*Page text*:
——
16 March 2022

There are two parties involved with IT projects, namely the service provider (you) and the stakeholder (client). There is an appropriate integration between these two parties that produces good outcomes. This means there are responsibilities on both sides.

For example, all projects use task lists, often seen in Excel Spreadsheets. We review the list noting who has reasonability for each line item, including ours and the clients. It is usual to assign tasks and agree to meet deadlines so the project can move ahead.

Understanding how we communicate together is part of a necessary process. This removes confusion or uncertainty around directions and tasks, both at high and low level.

We need skills and experience to execute and deliver a project, not forgetting things like testing and post support or maintenance, bringing together fundamental principles across a range of specialists. For example, the Business Analyst, IT Architect, Technical Writer, Project Manager, each of whom has a set of known best practices and business principles.

What is a business principle?

As one example, when a company intends to take over another company, it investigates the other company using what we call “due diligence”. This removes assumptions about the company, particularly with the health and financial status. It ensures one is able to manage the immediate extent of ongoing work the company provides to the public after a takeover. If there is no diligence, there is a failure – not just a small failure or potential risk, but a real failure.

What is best practice?

An example could be that an IT team examines the requirement for a new project’s data backup, creating what we call a Disaster Recovery Backup plan, which is different to a standard daily backup. If there is a disaster and no previous best practice, it may be impossible to restore an IT system from the standard backup. Even if a disaster never occurs, it is best practice to do the DR backup.

Best IT practices are usually up to the individual to explore, find and examine. They come from different sources, such as formal training, papers, subscriptions, forums, textbooks, dialogue, seminars, developers, experience and so on. It is healthy to have a network of sources and people.

But how do we design a project, small or large?

There is a methodology and design team or individual(s) somewhere at play. Large projects may use specialist software to develop costings, with a design team instructing how things will be done due to the scale of work.

A small project uses less stringent methods, It is readily manageable and does not have the resources or need to warrant fully fledged functional specifications or time sheets etc.
——
*Supplied information*:
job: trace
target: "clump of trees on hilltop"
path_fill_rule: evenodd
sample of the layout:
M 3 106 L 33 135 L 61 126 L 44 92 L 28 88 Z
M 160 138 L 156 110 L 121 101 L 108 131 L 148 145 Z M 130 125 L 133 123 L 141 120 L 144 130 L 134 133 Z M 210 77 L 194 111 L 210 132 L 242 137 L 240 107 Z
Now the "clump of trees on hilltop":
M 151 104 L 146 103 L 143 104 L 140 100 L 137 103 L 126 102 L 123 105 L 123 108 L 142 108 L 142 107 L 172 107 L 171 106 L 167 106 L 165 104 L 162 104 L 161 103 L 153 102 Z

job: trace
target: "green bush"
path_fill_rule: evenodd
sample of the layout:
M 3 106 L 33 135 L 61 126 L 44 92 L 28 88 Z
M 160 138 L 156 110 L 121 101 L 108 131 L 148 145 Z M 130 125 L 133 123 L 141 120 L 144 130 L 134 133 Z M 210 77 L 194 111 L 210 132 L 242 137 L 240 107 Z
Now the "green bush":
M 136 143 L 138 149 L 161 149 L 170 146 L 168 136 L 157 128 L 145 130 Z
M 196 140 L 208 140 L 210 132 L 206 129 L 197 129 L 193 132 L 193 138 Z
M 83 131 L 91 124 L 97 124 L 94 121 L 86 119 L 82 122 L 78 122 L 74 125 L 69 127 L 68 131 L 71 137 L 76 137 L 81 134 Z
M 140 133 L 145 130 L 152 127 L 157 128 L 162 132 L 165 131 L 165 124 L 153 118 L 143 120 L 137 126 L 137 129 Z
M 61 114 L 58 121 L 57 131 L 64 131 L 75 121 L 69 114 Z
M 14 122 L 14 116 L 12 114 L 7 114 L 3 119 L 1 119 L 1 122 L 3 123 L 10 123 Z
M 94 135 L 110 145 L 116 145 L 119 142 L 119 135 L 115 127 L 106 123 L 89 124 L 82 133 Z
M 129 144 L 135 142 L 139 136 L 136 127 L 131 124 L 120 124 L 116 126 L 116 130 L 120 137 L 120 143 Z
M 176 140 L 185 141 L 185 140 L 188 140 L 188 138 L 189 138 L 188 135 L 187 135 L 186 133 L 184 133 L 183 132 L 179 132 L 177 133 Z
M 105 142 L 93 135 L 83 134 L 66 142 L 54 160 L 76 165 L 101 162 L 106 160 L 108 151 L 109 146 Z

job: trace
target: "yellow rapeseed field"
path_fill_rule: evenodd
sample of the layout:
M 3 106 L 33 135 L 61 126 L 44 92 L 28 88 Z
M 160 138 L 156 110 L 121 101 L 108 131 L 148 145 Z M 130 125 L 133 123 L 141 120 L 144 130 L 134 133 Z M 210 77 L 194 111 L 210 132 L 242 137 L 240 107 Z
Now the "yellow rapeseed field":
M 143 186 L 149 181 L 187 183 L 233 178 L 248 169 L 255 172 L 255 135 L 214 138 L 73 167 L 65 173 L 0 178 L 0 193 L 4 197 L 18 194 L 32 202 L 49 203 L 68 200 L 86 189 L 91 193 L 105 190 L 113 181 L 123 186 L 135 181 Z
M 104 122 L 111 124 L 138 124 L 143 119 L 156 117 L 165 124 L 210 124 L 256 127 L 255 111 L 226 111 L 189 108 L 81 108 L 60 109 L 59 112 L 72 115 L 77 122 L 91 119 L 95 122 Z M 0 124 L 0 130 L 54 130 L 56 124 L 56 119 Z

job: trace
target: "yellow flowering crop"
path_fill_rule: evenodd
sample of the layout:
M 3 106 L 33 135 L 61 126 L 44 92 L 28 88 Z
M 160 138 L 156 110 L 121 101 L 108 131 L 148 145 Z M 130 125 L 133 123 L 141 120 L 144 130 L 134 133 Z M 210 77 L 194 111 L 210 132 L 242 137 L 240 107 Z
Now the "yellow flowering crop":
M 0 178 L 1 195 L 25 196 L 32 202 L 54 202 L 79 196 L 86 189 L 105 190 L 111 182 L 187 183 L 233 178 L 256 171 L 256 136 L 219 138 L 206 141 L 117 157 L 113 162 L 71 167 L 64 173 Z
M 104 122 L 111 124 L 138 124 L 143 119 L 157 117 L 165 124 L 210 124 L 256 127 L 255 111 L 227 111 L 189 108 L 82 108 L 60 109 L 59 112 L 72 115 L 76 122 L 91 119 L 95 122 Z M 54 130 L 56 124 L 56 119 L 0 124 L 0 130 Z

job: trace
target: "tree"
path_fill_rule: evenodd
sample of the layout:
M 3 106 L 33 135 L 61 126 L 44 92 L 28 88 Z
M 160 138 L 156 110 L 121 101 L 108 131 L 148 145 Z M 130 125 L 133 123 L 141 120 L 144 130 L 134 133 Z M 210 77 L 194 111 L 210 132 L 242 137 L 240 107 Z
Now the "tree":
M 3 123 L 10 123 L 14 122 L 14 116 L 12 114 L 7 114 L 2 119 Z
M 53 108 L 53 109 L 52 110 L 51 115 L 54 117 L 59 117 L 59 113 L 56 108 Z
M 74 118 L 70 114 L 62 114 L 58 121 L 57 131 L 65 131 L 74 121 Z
——
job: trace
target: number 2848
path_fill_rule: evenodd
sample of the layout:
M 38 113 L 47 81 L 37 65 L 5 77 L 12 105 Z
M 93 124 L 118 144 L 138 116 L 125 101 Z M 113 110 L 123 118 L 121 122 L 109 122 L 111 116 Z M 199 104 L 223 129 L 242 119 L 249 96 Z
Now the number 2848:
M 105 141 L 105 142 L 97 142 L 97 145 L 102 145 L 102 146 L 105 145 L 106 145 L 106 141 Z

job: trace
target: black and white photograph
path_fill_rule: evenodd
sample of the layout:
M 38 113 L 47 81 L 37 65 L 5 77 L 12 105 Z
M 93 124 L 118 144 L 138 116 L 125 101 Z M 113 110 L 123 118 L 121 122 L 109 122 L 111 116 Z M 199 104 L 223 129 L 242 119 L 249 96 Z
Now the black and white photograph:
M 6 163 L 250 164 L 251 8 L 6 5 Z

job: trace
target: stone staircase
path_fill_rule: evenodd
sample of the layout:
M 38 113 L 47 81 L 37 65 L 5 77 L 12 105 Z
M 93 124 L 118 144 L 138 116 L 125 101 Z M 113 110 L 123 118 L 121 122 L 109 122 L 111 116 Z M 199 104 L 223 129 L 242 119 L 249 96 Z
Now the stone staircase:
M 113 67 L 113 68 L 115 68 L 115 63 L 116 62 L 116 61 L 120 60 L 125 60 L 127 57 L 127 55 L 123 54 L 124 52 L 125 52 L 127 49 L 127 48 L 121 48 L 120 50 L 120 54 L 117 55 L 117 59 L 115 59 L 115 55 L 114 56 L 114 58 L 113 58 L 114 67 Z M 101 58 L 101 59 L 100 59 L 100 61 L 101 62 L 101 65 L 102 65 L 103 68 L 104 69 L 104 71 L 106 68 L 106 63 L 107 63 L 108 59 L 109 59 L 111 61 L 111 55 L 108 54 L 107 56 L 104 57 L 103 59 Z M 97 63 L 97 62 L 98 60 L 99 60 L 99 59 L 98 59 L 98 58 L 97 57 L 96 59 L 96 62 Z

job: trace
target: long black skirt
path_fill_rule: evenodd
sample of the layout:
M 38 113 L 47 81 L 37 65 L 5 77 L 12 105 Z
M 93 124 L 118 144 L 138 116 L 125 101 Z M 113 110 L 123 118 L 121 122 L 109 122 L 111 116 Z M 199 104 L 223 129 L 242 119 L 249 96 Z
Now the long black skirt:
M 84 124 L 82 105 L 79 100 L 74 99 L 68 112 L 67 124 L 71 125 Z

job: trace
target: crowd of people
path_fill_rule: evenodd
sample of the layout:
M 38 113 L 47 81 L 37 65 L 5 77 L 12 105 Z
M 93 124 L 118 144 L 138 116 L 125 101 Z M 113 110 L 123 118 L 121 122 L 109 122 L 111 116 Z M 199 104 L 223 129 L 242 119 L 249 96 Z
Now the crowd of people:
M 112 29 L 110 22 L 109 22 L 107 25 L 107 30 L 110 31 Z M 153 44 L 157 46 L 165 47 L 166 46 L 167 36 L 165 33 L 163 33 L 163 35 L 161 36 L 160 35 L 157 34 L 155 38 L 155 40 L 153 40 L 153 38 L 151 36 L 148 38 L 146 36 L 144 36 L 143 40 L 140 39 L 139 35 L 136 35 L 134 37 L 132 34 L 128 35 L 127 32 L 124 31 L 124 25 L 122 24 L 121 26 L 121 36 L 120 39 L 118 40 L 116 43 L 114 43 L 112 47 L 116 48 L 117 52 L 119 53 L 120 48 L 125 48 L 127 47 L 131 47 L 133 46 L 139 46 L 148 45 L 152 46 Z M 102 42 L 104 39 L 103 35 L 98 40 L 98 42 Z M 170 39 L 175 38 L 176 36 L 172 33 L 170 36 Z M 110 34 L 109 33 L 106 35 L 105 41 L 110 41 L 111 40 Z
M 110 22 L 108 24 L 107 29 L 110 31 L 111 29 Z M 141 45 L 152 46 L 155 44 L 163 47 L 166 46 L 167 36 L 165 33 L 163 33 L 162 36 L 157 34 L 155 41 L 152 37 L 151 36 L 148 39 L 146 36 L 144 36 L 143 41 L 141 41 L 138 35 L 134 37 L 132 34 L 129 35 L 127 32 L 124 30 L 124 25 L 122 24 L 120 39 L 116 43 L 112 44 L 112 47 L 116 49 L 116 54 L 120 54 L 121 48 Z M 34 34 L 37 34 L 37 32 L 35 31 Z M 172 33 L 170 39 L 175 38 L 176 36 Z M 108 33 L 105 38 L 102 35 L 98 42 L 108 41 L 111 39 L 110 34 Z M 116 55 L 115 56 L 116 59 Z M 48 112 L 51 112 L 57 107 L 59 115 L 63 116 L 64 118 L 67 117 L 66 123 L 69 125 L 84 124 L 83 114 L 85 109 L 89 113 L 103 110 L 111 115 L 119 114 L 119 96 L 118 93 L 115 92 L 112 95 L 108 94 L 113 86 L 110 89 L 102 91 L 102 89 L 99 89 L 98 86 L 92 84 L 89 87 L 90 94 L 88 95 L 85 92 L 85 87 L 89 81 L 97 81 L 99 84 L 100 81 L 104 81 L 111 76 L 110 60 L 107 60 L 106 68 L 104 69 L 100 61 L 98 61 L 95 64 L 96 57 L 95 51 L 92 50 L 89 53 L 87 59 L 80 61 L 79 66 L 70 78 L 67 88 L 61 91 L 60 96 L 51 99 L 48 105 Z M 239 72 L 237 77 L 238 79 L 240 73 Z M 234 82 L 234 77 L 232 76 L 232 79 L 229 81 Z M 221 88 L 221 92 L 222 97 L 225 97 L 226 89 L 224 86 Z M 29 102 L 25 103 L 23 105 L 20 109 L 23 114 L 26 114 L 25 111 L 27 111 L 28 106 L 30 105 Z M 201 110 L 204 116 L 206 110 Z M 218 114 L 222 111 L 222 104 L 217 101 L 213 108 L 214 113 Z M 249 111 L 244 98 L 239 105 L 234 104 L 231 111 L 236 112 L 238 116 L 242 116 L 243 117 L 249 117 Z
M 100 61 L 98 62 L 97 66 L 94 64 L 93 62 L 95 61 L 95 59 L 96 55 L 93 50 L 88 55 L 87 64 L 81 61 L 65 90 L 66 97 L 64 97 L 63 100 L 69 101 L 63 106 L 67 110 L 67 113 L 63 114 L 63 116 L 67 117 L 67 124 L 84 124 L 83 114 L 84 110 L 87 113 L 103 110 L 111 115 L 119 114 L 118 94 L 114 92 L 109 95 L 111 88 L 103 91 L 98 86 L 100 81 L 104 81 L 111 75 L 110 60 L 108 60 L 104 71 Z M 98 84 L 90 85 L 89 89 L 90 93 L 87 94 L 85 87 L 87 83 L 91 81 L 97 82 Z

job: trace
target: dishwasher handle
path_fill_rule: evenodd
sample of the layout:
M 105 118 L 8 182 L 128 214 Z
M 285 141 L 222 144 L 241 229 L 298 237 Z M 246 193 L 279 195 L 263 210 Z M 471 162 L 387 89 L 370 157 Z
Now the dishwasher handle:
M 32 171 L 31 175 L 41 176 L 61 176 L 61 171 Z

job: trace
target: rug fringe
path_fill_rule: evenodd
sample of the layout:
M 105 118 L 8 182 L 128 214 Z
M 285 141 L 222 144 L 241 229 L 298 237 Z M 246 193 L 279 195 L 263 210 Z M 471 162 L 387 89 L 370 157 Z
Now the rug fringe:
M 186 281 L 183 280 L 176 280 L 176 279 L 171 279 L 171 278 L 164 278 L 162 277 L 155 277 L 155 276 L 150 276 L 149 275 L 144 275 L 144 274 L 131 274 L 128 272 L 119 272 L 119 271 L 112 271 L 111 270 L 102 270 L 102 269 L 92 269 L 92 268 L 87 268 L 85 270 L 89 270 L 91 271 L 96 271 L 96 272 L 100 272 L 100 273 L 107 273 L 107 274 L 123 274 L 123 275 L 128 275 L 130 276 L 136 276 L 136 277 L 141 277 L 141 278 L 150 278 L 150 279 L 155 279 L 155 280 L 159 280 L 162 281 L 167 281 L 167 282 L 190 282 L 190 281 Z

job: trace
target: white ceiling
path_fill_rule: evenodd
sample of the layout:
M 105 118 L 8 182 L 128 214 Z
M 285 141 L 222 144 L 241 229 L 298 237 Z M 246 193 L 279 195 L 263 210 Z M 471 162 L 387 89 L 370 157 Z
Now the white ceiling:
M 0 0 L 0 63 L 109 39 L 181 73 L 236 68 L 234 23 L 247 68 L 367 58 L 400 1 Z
——
*Tasks for this exercise*:
**1)** List every specialist role that the text on IT projects names as an example.
**2)** Write out the text on IT projects again from "16 March 2022" up to and including "and low level.", switching "task lists" to "checklists".

*Final results*:
**1)** Business Analyst, IT Architect, Technical Writer, Project Manager

**2)**
16 March 2022

There are two parties involved with IT projects, namely the service provider (you) and the stakeholder (client). There is an appropriate integration between these two parties that produces good outcomes. This means there are responsibilities on both sides.

For example, all projects use checklists, often seen in Excel Spreadsheets. We review the list noting who has reasonability for each line item, including ours and the clients. It is usual to assign tasks and agree to meet deadlines so the project can move ahead.

Understanding how we communicate together is part of a necessary process. This removes confusion or uncertainty around directions and tasks, both at high and low level.